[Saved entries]
=== Section Start ===

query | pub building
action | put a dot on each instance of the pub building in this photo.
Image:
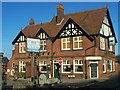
(78, 45)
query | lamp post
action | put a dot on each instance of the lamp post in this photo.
(32, 67)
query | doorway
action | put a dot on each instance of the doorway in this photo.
(94, 70)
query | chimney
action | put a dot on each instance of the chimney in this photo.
(31, 22)
(60, 13)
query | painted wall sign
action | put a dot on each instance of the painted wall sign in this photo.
(33, 45)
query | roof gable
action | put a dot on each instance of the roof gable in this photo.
(107, 23)
(71, 29)
(88, 22)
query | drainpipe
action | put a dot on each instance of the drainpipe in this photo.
(52, 60)
(85, 56)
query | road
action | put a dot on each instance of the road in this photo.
(112, 83)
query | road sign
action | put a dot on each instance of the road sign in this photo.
(60, 60)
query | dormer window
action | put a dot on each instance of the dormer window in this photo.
(77, 43)
(65, 43)
(22, 47)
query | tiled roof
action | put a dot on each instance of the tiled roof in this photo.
(90, 21)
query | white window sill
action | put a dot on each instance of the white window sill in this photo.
(104, 71)
(65, 49)
(78, 72)
(66, 72)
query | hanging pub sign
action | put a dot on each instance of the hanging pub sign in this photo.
(33, 45)
(111, 41)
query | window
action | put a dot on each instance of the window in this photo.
(109, 65)
(42, 67)
(78, 66)
(13, 64)
(77, 42)
(66, 67)
(65, 43)
(22, 66)
(22, 47)
(12, 72)
(102, 43)
(110, 48)
(104, 67)
(42, 45)
(113, 65)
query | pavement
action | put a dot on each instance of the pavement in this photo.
(53, 82)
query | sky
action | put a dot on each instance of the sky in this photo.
(16, 15)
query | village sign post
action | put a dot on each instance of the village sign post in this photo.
(33, 45)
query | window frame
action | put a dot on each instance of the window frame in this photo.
(102, 43)
(66, 64)
(66, 43)
(78, 64)
(79, 40)
(22, 65)
(104, 64)
(22, 47)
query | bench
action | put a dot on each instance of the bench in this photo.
(71, 76)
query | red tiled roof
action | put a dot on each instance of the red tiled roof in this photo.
(90, 21)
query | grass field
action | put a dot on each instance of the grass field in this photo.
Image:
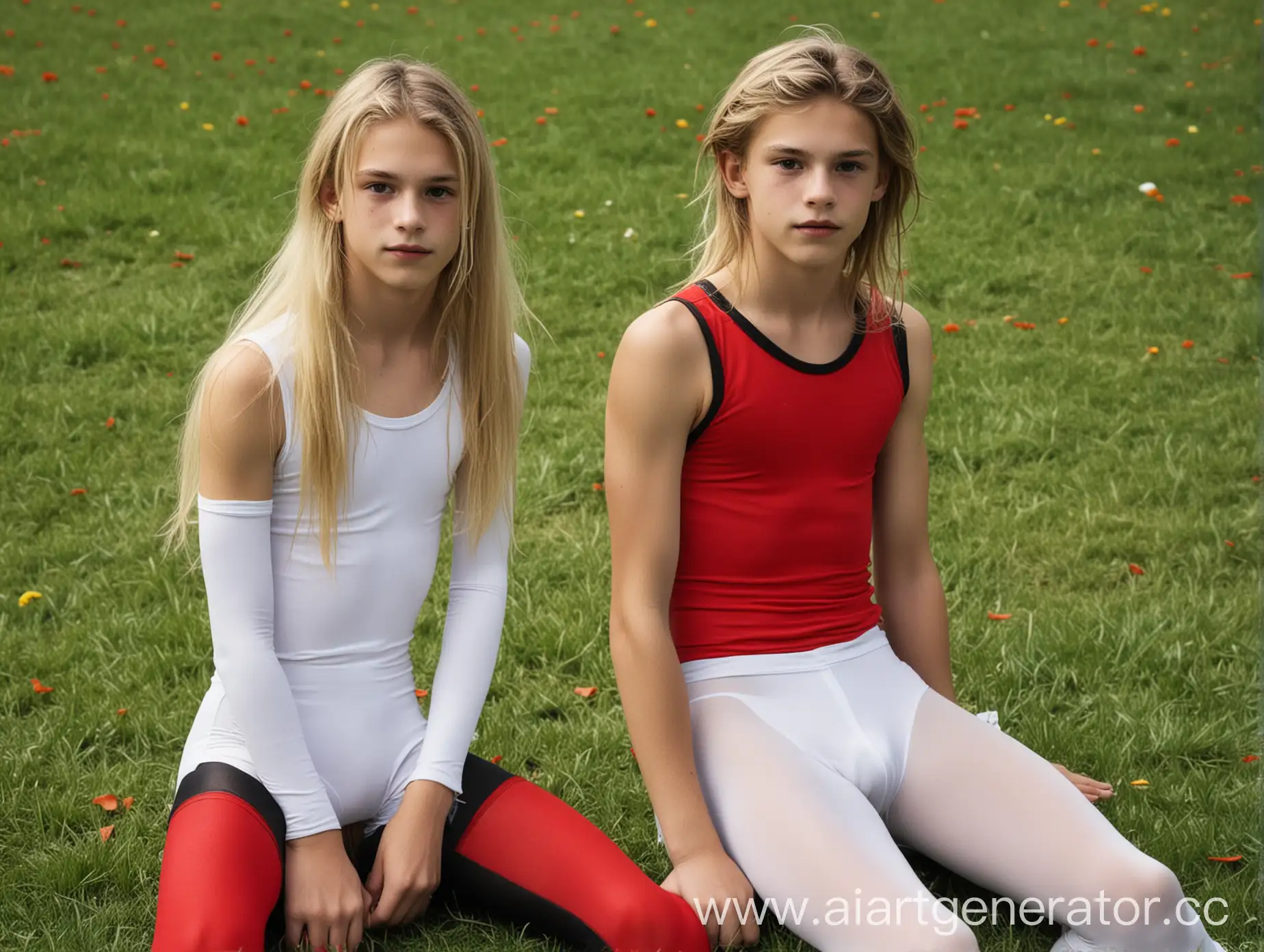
(1058, 454)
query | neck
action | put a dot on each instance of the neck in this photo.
(383, 317)
(773, 285)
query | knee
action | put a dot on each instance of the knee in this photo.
(1152, 885)
(953, 936)
(653, 921)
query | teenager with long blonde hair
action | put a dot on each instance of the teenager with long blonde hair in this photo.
(764, 430)
(373, 375)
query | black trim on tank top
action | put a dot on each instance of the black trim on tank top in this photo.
(790, 360)
(717, 373)
(901, 350)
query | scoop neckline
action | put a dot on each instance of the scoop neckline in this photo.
(778, 352)
(405, 423)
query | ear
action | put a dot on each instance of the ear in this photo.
(733, 175)
(329, 201)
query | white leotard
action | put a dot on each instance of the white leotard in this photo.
(313, 691)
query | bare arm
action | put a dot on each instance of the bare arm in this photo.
(909, 590)
(648, 412)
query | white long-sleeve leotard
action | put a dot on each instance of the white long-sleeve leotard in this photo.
(314, 692)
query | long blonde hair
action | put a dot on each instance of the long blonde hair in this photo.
(784, 77)
(478, 299)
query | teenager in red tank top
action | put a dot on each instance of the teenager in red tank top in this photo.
(764, 429)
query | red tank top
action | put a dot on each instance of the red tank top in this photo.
(776, 502)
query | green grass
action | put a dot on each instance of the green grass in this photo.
(1058, 455)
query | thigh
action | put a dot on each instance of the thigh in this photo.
(990, 808)
(223, 865)
(808, 837)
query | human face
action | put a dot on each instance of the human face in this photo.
(809, 177)
(402, 217)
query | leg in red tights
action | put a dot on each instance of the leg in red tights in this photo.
(223, 864)
(523, 855)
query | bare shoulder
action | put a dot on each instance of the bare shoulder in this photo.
(661, 371)
(666, 333)
(241, 421)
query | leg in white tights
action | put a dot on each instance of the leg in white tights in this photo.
(985, 806)
(803, 832)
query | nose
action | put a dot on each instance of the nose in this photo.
(819, 189)
(410, 213)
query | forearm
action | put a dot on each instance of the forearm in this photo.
(657, 709)
(466, 659)
(235, 548)
(915, 620)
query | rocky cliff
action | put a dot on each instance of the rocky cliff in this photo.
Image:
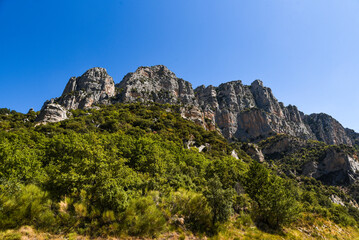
(238, 111)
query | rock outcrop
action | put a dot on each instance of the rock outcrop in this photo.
(336, 168)
(247, 113)
(52, 112)
(95, 86)
(328, 130)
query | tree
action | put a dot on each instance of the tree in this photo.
(219, 199)
(274, 196)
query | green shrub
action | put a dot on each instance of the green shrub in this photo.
(28, 206)
(193, 208)
(143, 218)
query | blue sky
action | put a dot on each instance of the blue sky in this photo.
(307, 51)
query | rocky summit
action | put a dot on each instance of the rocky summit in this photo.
(237, 111)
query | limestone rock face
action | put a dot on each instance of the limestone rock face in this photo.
(156, 84)
(238, 111)
(328, 130)
(52, 112)
(250, 112)
(95, 86)
(336, 168)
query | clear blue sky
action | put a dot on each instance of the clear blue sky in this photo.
(307, 51)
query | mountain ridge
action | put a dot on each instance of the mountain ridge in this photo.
(238, 111)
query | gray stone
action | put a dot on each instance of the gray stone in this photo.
(51, 112)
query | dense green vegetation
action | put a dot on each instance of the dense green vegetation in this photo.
(134, 169)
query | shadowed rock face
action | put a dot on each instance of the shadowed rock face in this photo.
(95, 86)
(156, 84)
(337, 168)
(329, 130)
(248, 113)
(52, 112)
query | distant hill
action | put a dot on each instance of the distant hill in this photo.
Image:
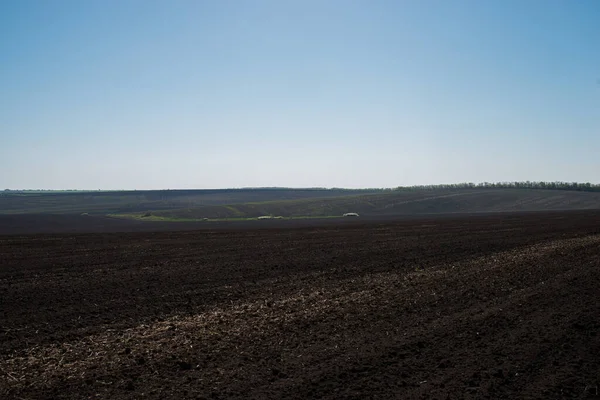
(107, 202)
(250, 203)
(402, 203)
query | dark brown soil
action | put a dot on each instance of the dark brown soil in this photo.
(497, 306)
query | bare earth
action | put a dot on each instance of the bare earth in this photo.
(496, 306)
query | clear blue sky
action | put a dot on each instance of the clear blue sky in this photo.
(123, 94)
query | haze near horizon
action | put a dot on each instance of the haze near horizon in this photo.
(217, 94)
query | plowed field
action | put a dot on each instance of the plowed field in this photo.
(498, 306)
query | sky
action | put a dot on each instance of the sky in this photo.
(147, 94)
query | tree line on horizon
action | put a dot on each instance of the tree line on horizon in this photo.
(575, 186)
(557, 185)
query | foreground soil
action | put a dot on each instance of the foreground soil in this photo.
(497, 306)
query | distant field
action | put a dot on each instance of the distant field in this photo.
(241, 204)
(397, 203)
(102, 203)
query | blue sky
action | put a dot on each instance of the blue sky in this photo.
(123, 94)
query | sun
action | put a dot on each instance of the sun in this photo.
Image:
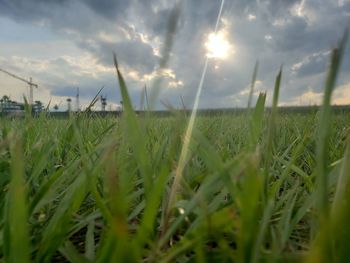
(218, 46)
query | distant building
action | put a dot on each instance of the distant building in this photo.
(7, 106)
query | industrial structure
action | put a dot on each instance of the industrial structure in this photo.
(31, 84)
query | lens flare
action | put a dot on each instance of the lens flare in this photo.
(218, 46)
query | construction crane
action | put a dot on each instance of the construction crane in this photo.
(30, 83)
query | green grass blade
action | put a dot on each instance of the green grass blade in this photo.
(16, 240)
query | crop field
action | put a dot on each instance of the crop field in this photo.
(258, 186)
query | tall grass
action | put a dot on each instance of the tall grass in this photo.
(270, 187)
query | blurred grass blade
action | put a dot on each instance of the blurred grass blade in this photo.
(324, 128)
(16, 236)
(271, 133)
(165, 54)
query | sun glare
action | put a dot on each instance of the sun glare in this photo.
(218, 46)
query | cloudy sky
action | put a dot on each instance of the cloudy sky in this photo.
(65, 44)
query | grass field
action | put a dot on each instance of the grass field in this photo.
(252, 187)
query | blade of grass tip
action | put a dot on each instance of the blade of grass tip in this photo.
(137, 138)
(165, 54)
(90, 242)
(16, 226)
(188, 134)
(324, 128)
(146, 98)
(93, 101)
(256, 122)
(343, 180)
(270, 133)
(323, 243)
(252, 85)
(183, 103)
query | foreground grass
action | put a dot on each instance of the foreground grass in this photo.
(256, 186)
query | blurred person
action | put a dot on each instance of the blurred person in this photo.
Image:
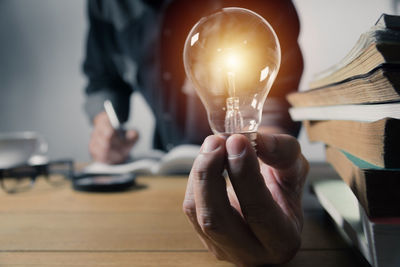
(138, 45)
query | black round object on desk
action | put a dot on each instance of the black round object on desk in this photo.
(103, 182)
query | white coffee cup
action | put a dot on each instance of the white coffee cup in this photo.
(17, 148)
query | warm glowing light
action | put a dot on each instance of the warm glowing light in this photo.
(264, 73)
(232, 58)
(194, 39)
(232, 62)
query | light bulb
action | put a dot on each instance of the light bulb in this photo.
(232, 58)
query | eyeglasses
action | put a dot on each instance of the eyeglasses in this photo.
(22, 178)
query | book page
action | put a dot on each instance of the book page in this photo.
(179, 160)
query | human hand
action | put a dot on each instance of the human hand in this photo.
(106, 145)
(258, 220)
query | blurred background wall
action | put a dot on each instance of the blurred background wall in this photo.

=== Section End ===

What you are asked to do - Leave the pictures out, and transcribe exactly the lines above starting at the one that contains "action | put a dot on each instance of the thigh" and ending at the one that contains "query | green shrub".

Solution for this exercise -
action | put a dot on each instance of the thigh in this photo.
(990, 808)
(223, 865)
(808, 837)
query | human face
action | put a dot on each instance of the human face in this photo.
(809, 177)
(402, 217)
query | leg in red tights
action | put a dot on each instance of the leg in red tights in this photo.
(223, 864)
(523, 855)
query | bare shoulder
action | put a dot on each instance of the bare shoulder in this photo.
(661, 371)
(666, 333)
(241, 421)
query | leg in white tights
action | put a dot on each instance of the leg in white tights in this photo.
(985, 806)
(803, 832)
query | nose
action | put a dot on each instance of the nose in this photo.
(819, 189)
(410, 213)
query | forearm
action | put a dot on each instance of the forearm in this photo.
(657, 709)
(466, 659)
(235, 548)
(915, 620)
query | rocky cliff
action | put a dot on each instance of the rocky cliff in this photo.
Image:
(238, 111)
query | rock outcrop
action | put a dot on each instance of the rock outcrop in this photo.
(336, 168)
(247, 113)
(52, 112)
(95, 86)
(328, 130)
query | tree
action | put a dot on each instance of the tree in this photo.
(219, 199)
(274, 196)
query | green shrub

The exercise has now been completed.